| Task requirements |
**A)** Reproduce the passage of the article on the CDC opioid guideline, starting with "Of note, the" and going on through "and nonpharmacologic therapies.".
**B)** In the article on the CDC opioid guideline, what share of all opioid prescriptions comes from primary care providers?
**C)** Write what comes next in the article on the CDC opioid guideline, picking up after its final sentence.

| Document passage |
A 2015 study showed that 1 of every 550 patients treated with opioids for noncancer pain – and 1 of 32 who received the highest doses (more than 200 morphine milligram equivalents per day) – died within 2.5 years of the first prescription.

Dr. Frieden noted that opioids do have a place when the potential benefits outweigh the potential harms. “But for most patients – the vast majority of patients – the risks will outweigh the benefits,” he said.

The opioid epidemic is one of the most pressing public health issues in the United States today, said Sylvia M. Burwell, secretary of the Department of Health & Human Services. A year ago, she announced an HHS initiative to reduce prescription opioid and heroin-related drug overdose, death, and dependence.

“Last year, more Americans died from drug overdoses than car crashes,” Ms. Burwell said during the teleconference, noting that families across the nation and from all walks of life have been affected.

Combating the opioid epidemic is a national priority, she said, and the CDC guideline will help in that effort.

“We believe this guideline will help health care professionals provide safer and more effective care for patients dealing with chronic pain, and we also believe it will help these providers drive down the rates of opioid use disorder, overdose, and ... death,” she said.

The American Medical Association greeted the guideline with cautious support.

“While we are largely supportive of the guidelines, we remain concerned about the evidence base informing some of the recommendations,” noted Dr. Patrice A. Harris, chair-elect of the AMA board and chair of the AMA Task Force to Reduce Opioid Abuse, in a statement.

The AMA also cited potential conflicts between the guideline and product labeling and state laws, as well as obstacles such as insurance coverage limits on nonpharmacologic treatments.

“If these guidelines help reduce the deaths resulting from opioids, they will prove to be valuable,” Dr. Harris said in the statement. “If they produce unintended consequences, we will need to mitigate them.”

Of note, the guideline stresses the right of patients with chronic pain to receive safe and effective pain management, and focuses on giving primary care providers – who account for about half of all opioid prescriptions – a road map for providing such pain management by increasing the use of effective nonopioid and nonpharmacologic therapies.

 

 

It was developed through a “rigorous scientific process using the best available scientific evidence, consulting with experts, and listening to comments from the public and partner organizations,” according to the CDC statement. The organization “is dedicated to working with partners to improve the evidence base and will refine the recommendations as new research becomes available.

”In conjunction with the release of the guideline, the CDC has provided a checklist for prescribing opioids for chronic pain, and a website with additional tools for implementing the recommendations within the guideline.

The CDC's opioid recommendations

The Centers for Disease Control and Prevention’s new opioid prescription guideline includes 12 recommendations. Here they are, modified slightly for style:


1. Nonpharmacologic therapy and nonopioid pharmacologic therapy are preferred for chronic pain. Providers should only consider adding opioid therapy if expected benefits for both pain and function are anticipated to outweigh risks.


2. Before starting opioid therapy for chronic pain, providers should establish treatment goals with all patients, including realistic goals for pain and function. Providers should not initiate opioid therapy without consideration of how therapy will be discontinued if unsuccessful. Providers should continue opioid therapy only if there is clinically meaningful improvement in pain and function.

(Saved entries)
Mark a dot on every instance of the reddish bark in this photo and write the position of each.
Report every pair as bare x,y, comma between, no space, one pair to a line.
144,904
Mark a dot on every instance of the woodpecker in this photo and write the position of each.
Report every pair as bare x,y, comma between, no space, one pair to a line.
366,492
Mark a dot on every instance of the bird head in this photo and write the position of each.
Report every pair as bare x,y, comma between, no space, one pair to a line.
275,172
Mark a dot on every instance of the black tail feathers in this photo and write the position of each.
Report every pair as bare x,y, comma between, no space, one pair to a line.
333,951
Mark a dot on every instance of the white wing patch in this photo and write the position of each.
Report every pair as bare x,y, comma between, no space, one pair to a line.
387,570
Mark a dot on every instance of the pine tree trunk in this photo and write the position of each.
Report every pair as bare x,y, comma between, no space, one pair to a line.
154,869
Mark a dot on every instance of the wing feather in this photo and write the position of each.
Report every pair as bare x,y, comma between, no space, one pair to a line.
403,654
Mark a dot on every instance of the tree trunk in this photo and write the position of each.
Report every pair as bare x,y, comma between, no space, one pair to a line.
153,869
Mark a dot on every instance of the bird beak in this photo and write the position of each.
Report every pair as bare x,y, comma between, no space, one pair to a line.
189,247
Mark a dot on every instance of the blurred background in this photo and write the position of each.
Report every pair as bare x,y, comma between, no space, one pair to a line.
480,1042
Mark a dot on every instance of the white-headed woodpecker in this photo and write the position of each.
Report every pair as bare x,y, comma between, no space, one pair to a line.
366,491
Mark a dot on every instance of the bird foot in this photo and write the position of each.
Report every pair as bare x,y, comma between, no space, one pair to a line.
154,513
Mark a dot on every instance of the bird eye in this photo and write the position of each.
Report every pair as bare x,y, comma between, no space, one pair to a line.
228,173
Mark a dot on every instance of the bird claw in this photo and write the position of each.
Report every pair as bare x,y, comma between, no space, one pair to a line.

| Responses by task |
**A)**
Of note, the guideline stresses the right of patients with chronic pain to receive safe and effective pain management, and focuses on giving primary care providers – who account for about half of all opioid prescriptions – a road map for providing such pain management by increasing the use of effective nonopioid and nonpharmacologic therapies.

**B)** About half of all opioid prescriptions.

**C)**
3. Before starting and periodically during opioid therapy, providers should discuss with patients known risks and realistic benefits of opioid therapy, and patient and provider responsibilities for managing therapy.


4. When starting opioid therapy for chronic pain, providers should prescribe immediate-release opioids instead of extended-release/long-acting opioids.


5. When opioids are started, providers should prescribe the lowest effective dosage. Providers should use caution when prescribing opioids at any dosage, should implement additional precautions when increasing dosage to 50 or more morphine milligram equivalents (MME) per day, and generally should avoid increasing dosage to 90 or more MME per day.


6. When opioids are used for acute pain, providers should prescribe the lowest effective dose of immediate-release opioids. Three or fewer days often will be sufficient.


7. Providers should evaluate the benefits and harms with patients within 1-4 weeks of starting opioid therapy for chronic pain or of dose escalation. They should reevaluate continued therapy’s benefits and harms every 3 months or more frequently. If continued therapy’s benefits do not outweigh harms, providers should work with patients to reduce dosages or discontinue opioids.


8. During therapy, providers should evaluate risk factors for opioid-related harm. Providers should incorporate into the management plan strategies to mitigate risk, including considering offering naloxone when factors that increase risk for opioid overdose – such as history of overdose, history of substance use disorder, or higher opioid dosage (50 MME or more) – are present.


9. Providers should review the patient’s history of controlled substance prescriptions using state prescription drug monitoring program (PDMP) data to determine whether the patient is receiving high opioid dosages or dangerous combinations that put him or her at high risk for overdose. Providers should review PDMP data when starting opioid therapy for chronic pain and periodically during opioid therapy for chronic pain, ranging from every prescription to every 3 months.


10. When prescribing opioids for chronic pain, providers should use urine drug testing before starting opioid therapy and consider urine drug testing at least annually to assess for prescribed medications, as well as other controlled prescription drugs and illicit drugs.


11. Providers should avoid concurrent prescriptions of opioid pain medication and benzodiazepines whenever possible.


12. Providers should offer or arrange evidence-based treatment (usually medication-assisted treatment with buprenorphine or methadone in combination with behavioral therapies) for patients with opioid use disorder.

M. Alexander Otto contributed to this article.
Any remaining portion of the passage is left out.